### Exercise
Your copy should match the records exactly, except that it contains no pictures.

### Provided records
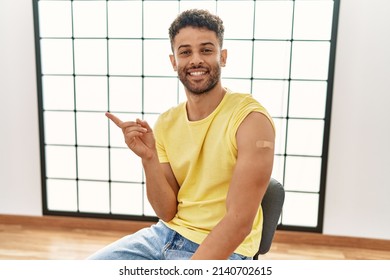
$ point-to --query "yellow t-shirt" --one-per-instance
(202, 155)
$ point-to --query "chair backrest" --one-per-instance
(272, 205)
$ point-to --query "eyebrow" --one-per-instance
(202, 44)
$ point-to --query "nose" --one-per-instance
(196, 59)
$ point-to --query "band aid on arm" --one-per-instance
(264, 144)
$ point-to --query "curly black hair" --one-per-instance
(197, 18)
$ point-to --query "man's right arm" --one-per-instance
(161, 188)
(161, 184)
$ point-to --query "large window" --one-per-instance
(98, 56)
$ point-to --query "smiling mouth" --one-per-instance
(198, 73)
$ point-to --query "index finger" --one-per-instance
(114, 118)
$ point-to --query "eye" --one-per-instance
(207, 51)
(185, 52)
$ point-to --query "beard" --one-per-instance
(212, 78)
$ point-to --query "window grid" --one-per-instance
(112, 147)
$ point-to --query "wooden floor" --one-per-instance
(57, 238)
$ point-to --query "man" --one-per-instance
(208, 161)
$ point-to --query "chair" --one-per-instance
(272, 205)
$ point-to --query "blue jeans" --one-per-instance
(157, 242)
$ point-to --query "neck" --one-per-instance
(199, 106)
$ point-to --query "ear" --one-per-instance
(173, 61)
(223, 58)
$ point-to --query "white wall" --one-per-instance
(20, 191)
(358, 185)
(359, 158)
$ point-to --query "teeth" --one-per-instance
(196, 73)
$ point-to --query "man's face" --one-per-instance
(198, 59)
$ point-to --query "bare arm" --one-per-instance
(255, 140)
(161, 185)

### Task answer
$ point-to --query "yellow t-shirt" --one-per-instance
(202, 155)
$ point-to --query "chair backrest" --one-per-instance
(272, 205)
$ point-to --query "eyebrow" --one-per-instance
(202, 44)
$ point-to --query "nose" --one-per-instance
(196, 59)
$ point-to --query "band aid on arm" --one-per-instance
(264, 144)
$ point-to --query "curly black hair" --one-per-instance
(197, 18)
$ point-to --query "man's right arm" --one-per-instance
(161, 188)
(161, 184)
$ point-to --query "large window" --one-per-instance
(98, 56)
$ point-to --query "smiling mouth" --one-per-instance
(198, 73)
$ point-to --query "index finger" --one-per-instance
(114, 118)
$ point-to --query "eye" --one-per-instance
(207, 51)
(185, 52)
$ point-to --query "beard" --one-per-instance
(212, 78)
$ point-to --query "window grid" --one-per-instance
(112, 147)
$ point-to --query "wooden floor" --one-per-instance
(57, 238)
$ point-to --query "man" --one-per-instance
(208, 161)
$ point-to --query "chair" --one-per-instance
(272, 205)
$ point-to --query "blue jeans" --one-per-instance
(157, 242)
$ point-to --query "neck" --one-per-instance
(199, 106)
$ point-to --query "ear" --one-per-instance
(173, 61)
(223, 58)
$ point-to --query "white wall" --one-per-instance
(20, 191)
(358, 185)
(359, 158)
$ point-to --query "teeth" --one-per-instance
(196, 73)
$ point-to --query "man's face" --one-per-instance
(198, 59)
$ point-to --query "bare arm" --one-per-instance
(255, 140)
(161, 185)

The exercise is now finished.